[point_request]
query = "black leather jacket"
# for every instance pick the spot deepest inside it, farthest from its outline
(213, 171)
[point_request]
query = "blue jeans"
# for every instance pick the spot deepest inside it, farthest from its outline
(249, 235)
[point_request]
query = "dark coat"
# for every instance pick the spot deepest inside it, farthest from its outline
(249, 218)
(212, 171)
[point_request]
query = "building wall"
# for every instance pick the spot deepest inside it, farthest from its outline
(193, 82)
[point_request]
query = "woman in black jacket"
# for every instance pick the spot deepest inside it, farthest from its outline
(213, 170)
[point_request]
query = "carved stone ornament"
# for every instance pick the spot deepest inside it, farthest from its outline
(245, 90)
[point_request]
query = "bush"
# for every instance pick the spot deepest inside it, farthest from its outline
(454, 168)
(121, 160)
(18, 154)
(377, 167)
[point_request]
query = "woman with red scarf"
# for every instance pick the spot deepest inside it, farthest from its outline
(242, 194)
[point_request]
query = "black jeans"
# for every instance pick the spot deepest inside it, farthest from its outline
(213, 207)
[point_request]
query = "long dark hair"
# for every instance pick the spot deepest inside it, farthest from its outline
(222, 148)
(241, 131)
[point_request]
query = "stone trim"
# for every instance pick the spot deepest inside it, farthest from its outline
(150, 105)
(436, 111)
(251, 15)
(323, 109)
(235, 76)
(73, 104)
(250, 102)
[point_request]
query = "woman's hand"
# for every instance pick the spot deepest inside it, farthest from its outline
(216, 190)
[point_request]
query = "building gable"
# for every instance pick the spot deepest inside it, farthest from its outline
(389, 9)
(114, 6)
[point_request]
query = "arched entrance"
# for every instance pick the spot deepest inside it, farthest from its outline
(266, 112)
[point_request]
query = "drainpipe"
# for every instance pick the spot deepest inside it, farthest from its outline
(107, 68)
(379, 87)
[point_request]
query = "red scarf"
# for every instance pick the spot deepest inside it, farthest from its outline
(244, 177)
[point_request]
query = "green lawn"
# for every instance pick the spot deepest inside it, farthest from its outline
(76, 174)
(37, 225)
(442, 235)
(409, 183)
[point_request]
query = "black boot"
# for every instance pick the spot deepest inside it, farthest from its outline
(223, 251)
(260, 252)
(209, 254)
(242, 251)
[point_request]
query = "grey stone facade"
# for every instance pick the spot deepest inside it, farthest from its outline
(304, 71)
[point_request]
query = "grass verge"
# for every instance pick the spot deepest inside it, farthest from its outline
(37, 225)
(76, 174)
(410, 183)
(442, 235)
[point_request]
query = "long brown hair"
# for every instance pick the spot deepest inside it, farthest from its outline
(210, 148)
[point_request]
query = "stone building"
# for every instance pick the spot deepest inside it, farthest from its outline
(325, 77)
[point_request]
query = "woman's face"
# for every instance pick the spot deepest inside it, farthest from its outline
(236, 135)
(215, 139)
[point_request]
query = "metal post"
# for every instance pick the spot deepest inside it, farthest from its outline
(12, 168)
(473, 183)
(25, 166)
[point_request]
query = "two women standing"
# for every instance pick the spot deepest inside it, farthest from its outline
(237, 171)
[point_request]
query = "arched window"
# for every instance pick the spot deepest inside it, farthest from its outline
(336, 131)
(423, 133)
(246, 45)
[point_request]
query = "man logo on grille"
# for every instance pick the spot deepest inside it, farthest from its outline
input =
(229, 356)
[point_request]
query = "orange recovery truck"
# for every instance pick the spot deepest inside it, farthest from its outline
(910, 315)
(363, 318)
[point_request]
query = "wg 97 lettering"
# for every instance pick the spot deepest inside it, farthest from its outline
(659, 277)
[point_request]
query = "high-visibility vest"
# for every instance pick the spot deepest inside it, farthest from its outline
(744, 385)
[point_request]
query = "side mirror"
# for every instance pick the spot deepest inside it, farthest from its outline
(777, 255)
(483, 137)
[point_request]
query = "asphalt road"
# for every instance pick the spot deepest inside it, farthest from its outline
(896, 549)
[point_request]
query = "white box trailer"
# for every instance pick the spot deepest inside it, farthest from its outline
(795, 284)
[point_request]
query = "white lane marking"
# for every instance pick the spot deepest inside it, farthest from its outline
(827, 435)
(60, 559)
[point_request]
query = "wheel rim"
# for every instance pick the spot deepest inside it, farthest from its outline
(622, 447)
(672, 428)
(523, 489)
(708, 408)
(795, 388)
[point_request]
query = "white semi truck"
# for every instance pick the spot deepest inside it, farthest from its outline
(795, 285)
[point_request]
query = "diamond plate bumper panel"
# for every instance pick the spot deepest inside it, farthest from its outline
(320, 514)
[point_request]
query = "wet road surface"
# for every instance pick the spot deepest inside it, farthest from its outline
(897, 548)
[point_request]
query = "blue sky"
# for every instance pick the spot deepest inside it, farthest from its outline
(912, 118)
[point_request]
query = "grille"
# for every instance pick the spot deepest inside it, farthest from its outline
____________________
- [Stated problem] Reproduce each line verbatim.

- [Right answer]
[point_request]
query = "black leather jacket"
# for every instance pick the spot deepest inside it, farthest from its outline
(213, 171)
[point_request]
query = "blue jeans"
# for every instance pick the spot deepest inside it, farthest from its outline
(249, 235)
[point_request]
query = "dark coat"
# for every instance pick the spot deepest inside it, farthest from its outline
(249, 218)
(212, 171)
[point_request]
query = "building wall"
# for every instance pick the spot deepest inside it, farthest from its outline
(193, 82)
[point_request]
query = "woman in black jacket"
# for every instance pick the spot deepest inside it, farthest from its outline
(213, 170)
[point_request]
query = "carved stone ornament"
# for every instance pick the spot deepest inside it, farthest from its outline
(245, 90)
[point_request]
query = "bush"
# for every instance pick the spot deepest inside it, farthest from its outline
(454, 168)
(121, 160)
(18, 154)
(377, 167)
[point_request]
query = "woman with red scarf"
# for every instance pick the spot deepest inside it, farthest from its outline
(242, 194)
[point_request]
query = "black jeans"
# for every instance pick the spot deepest inside it, farthest from its outline
(213, 207)
[point_request]
query = "long dark hair"
# for every instance pick the spot deepest inside it, farthest from its outline
(222, 148)
(241, 131)
[point_request]
query = "stone trim"
# for every instance pick the spot deepest inside it, farthest from its outline
(150, 105)
(436, 111)
(251, 15)
(323, 109)
(235, 76)
(73, 104)
(250, 102)
[point_request]
query = "woman's hand"
# for every instance pick the spot deepest inside it, farthest from its outline
(216, 190)
[point_request]
query = "building gable"
# for every instance pick the spot deepest inside it, farthest from its outline
(389, 9)
(114, 6)
[point_request]
query = "arched entrance"
# for every instance pick the spot deepest inside it, farthest from its outline
(266, 112)
[point_request]
query = "drainpipe"
# for every instance pick the spot deepest inside it, farthest from its outline
(107, 68)
(379, 87)
[point_request]
query = "red scarf"
# for every instance pick the spot deepest inside it, farthest from its outline
(244, 177)
[point_request]
query = "green lawn"
# for every instance pick the spot deepest inside it, farthest from its outline
(76, 174)
(37, 225)
(442, 235)
(409, 183)
[point_request]
query = "black boot"
# for every instance pick the spot deepest inside it, farthest from its outline
(223, 251)
(260, 252)
(209, 254)
(242, 251)
[point_request]
query = "grey stone facade"
# for every instance pick the spot deepest inside it, farthest from its outline
(304, 71)
[point_request]
query = "grass verge"
# for every instance pick the spot deepest inside it, farthest from its outline
(37, 225)
(76, 174)
(410, 183)
(442, 235)
[point_request]
query = "long brown hair"
# for every instance pick the spot deepest inside it, farthest from its outline
(210, 148)
[point_request]
query = "stone building"
# for every instance pick the spot deepest inside it, farthest from its outline
(325, 77)
[point_request]
query = "woman's face"
# for every instance pick the spot deepest inside it, farthest from its outline
(236, 135)
(215, 139)
[point_request]
query = "metal post"
# for every instance pick the spot deepest inside it, farthest from its outline
(12, 168)
(473, 183)
(25, 166)
[point_request]
query = "two women standing"
# for every instance pick the spot deepest inside it, farthest from its outline
(237, 171)
[point_request]
query = "arched window"
# for every instance pick the spot deepest inside it, farthest from its outline
(336, 131)
(423, 133)
(246, 45)
[point_request]
query = "man logo on grille"
# for every instance pick the spot deepest inside it, farthest from its outline
input =
(229, 356)
[point_request]
query = "orange recovery truck"
# for every instance pick the spot deepest inside it, farthest from its outline
(910, 315)
(363, 318)
[point_request]
query = "wg 97 lettering"
# for every instance pick the spot deepest inside it, farthest from its outline
(659, 277)
[point_request]
query = "high-visibility vest"
# for every instance pick the spot deepest inside it, farthest from its outline
(744, 385)
[point_request]
query = "side mirror"
# for every instance pick the spot deepest inside it, farthest from its outline
(777, 255)
(483, 137)
[point_request]
query = "asphalt road"
# for every instance pick the spot deepest inside it, farthest from its outline
(896, 549)
[point_request]
query = "white box trailer"
# for every instance pick the spot deepest inside it, farthest from its outline
(795, 284)
[point_request]
query = "white lane marking"
# for every instance pick the spot deepest inside it, farthest from its outline
(827, 435)
(60, 559)
[point_request]
query = "wheel rim"
# for every instance pick the spot deepest inside it, farthest from its outline
(622, 447)
(672, 428)
(523, 489)
(708, 408)
(795, 388)
[point_request]
query = "white semi truck"
# for every instance pick the spot deepest inside it, farthest from its outline
(795, 285)
[point_request]
query = "diamond plate bumper panel"
# for every instance pick the spot deepest inside it, farthest from its outline
(320, 514)
[point_request]
query = "wet road surface"
# for every instance pick the spot deepest inside it, farthest from its outline
(897, 548)
[point_request]
query = "blue sky"
# for every instance pick the spot deepest inside it, farthest from its outline
(912, 118)
[point_request]
query = "grille"
# for every instance pick the spot deepest inside it, farthest from its outline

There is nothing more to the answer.